Figure 2: Full Field 81 perimetry of the right eye demonstrates a defect within the inferior temporal visual field.
Figure 3A: Imaging studies performed at the time of CRAO in the left eye.
(A) Fundus photography shows swelling of the macula with cherry-red spot.
OCT demonstrated an increased inner retinal layer thickness in the left eye (Figure 3B). CRAO of the left eye was diagnosed. An immediate left globe compression was performed with oral administration of acetazolamide. There was no significant improvement in left eye vision. The patient underwent an extensive diagnostic work-up consisting of neurology, cardiology, and hematology consultation. She was investigated for common vascular risk factor (blood pressure, glycemia, lipid profile, electrolytes, creatinine, APTT, INR, D-dimers, fibrinogen, ATIII), embolic sources (Duplex carotid ultrasound, Doppler veins of the lower limbs, TTE/TEE, TCD), hypercoagulable state (protein C&S, homocysteine, factor VIII, factor IX, factor XI, molecular diagnostic testing for inherited thrombophilia: factor V Leiden, factor V R2, prothrombin, MTHFR polymorphisms C677T and A1298C, antiphospholipid antibodies: LA, aCL, aB2GPI), vasculitis (ANA, ANCA), myeloproliferative or sickle cell disease (morphology, blood film, ESR, CRP), neoplastic conditions (AFP, CEA, B-HCG, CA 19-9) and other (Holter ECG, TSH, FT3, FT4, ALT, AST, iron, ferritin, chest X-ray, abdominal ultrasound, MRI of the brain and orbits). TTE revealed mitral valve prolapse with a return wave. Based on the TEE, a PFO in the atrial septum was suspected. Due to the fact that the Valsalva maneuver could not be performed during TEE (PFO patency evaluation), it was decided to perform invasive diagnostics to check a right-to-left shunt occurrence. Cardiac catheterization before possible percutaneous PFO closure was planned. No other embolic sources were identified in the carotid artery, aortic arch, or heart.Genetic tests allowed detecting an abnormal CC homozygote for the 1298 mutation in the MTHFR gene. Other studies however, were unremarkable. Subsequently, the patient received long-term oral anticoagulant (under the control of INR) for the prevention of the next embolic event.

Explore the material:
1 - According to the case excerpt, what did the genetic tests detect?
2 - Decide whether each statement agrees with the case excerpt, and quote the words that settle it: (a) Oral acetazolamide was given along with the left globe compression. (b) Vision in the left eye improved significantly after treatment. (c) The Valsalva maneuver was carried out during TEE.
The rows that follow the case excerpt were taken from a separate source.

(Referring expression grounding rows)

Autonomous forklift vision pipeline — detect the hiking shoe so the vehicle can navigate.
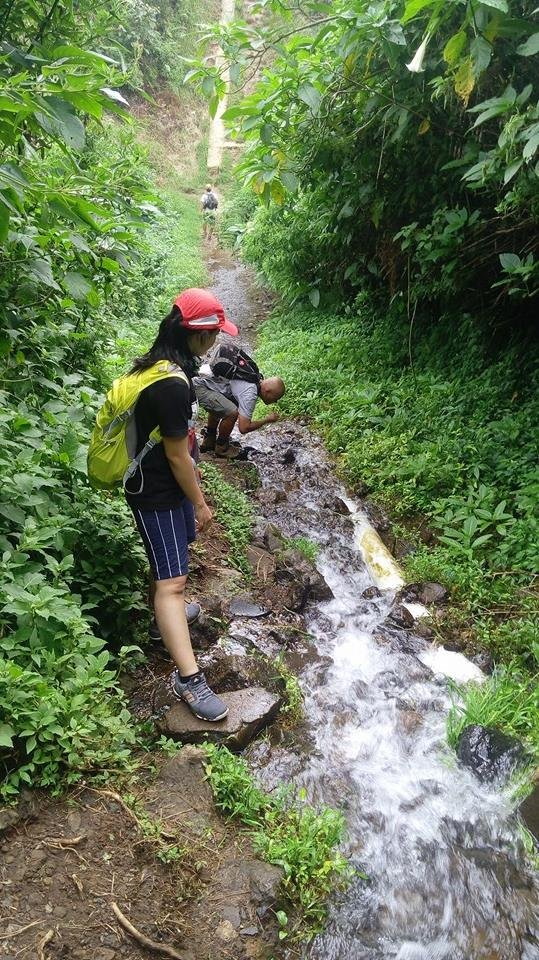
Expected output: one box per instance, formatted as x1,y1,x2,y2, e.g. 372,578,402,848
215,440,242,460
148,603,202,640
172,671,228,722
198,432,217,453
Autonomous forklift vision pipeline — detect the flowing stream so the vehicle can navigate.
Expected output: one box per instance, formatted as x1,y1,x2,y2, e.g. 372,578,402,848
208,256,539,960
249,426,539,960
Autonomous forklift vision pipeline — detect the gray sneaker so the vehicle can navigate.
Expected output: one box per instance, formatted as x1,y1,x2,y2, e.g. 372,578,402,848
148,603,202,640
172,671,228,722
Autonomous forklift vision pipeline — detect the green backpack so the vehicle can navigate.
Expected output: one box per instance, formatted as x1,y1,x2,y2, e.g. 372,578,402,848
88,360,189,493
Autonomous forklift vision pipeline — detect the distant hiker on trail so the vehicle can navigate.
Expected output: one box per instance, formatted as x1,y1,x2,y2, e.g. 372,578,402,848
200,183,219,237
92,289,238,720
193,343,285,458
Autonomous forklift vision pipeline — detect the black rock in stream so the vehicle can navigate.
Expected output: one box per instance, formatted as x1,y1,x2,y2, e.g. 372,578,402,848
208,262,539,960
457,725,530,783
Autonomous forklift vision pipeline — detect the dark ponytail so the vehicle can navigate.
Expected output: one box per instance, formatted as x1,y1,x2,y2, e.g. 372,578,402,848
129,306,200,378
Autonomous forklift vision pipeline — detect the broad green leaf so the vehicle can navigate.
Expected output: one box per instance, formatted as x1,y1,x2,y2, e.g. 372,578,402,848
444,30,466,66
281,170,298,193
0,503,26,526
503,160,524,183
481,0,509,13
0,723,15,747
298,83,321,113
455,57,475,104
62,270,93,300
517,33,539,57
35,97,86,150
23,258,60,290
522,133,539,160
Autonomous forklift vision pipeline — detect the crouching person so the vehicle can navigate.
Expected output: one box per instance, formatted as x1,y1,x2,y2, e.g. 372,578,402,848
193,344,285,458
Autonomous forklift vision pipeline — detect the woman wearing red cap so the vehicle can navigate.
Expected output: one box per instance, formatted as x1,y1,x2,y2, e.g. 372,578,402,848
125,288,238,721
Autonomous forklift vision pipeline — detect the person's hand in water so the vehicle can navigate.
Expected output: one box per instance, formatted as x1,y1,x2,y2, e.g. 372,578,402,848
195,503,213,533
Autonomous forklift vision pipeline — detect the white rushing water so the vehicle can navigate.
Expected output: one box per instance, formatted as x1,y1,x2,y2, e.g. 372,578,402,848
246,427,539,960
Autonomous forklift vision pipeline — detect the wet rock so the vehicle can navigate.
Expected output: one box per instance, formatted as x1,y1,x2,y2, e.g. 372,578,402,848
258,487,287,507
387,604,415,630
228,594,269,620
472,650,494,673
414,620,434,640
276,549,333,611
247,544,275,580
158,687,281,750
199,647,283,694
220,860,284,920
519,769,539,840
0,790,41,834
361,584,382,600
262,523,283,553
215,920,238,943
399,580,449,607
189,607,225,650
457,724,527,783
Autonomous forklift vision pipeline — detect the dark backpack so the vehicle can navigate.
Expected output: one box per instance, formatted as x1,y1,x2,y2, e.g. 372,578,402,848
210,343,263,387
202,193,219,210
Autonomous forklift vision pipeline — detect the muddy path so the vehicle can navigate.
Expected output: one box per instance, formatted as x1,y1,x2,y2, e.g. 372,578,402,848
0,247,539,960
204,251,539,960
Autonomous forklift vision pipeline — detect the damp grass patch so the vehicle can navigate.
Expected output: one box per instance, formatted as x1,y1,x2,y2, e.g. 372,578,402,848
447,664,539,759
273,653,304,726
204,744,354,939
200,463,254,577
283,537,320,564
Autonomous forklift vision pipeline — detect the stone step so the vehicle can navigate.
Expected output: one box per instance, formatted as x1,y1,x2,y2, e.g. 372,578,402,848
157,687,282,750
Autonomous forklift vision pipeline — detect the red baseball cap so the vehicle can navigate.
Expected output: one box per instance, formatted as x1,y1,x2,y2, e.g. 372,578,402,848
174,287,238,337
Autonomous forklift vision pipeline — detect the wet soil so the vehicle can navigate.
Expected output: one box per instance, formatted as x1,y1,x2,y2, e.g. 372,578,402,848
0,748,282,960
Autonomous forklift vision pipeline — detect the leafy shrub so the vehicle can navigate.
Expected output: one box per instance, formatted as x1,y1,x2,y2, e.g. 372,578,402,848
204,745,352,936
201,463,253,575
447,664,539,757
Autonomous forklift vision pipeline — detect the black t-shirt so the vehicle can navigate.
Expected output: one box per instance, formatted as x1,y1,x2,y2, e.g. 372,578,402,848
125,377,193,510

Answers per task:
1 - An abnormal CC homozygote for the 1298 mutation in the MTHFR gene.

2 -
(a) Yes: "An immediate left globe compression was performed with oral administration of acetazolamide."
(b) No: "There was no significant improvement in left eye vision."
(c) No: "the Valsalva maneuver could not be performed during TEE"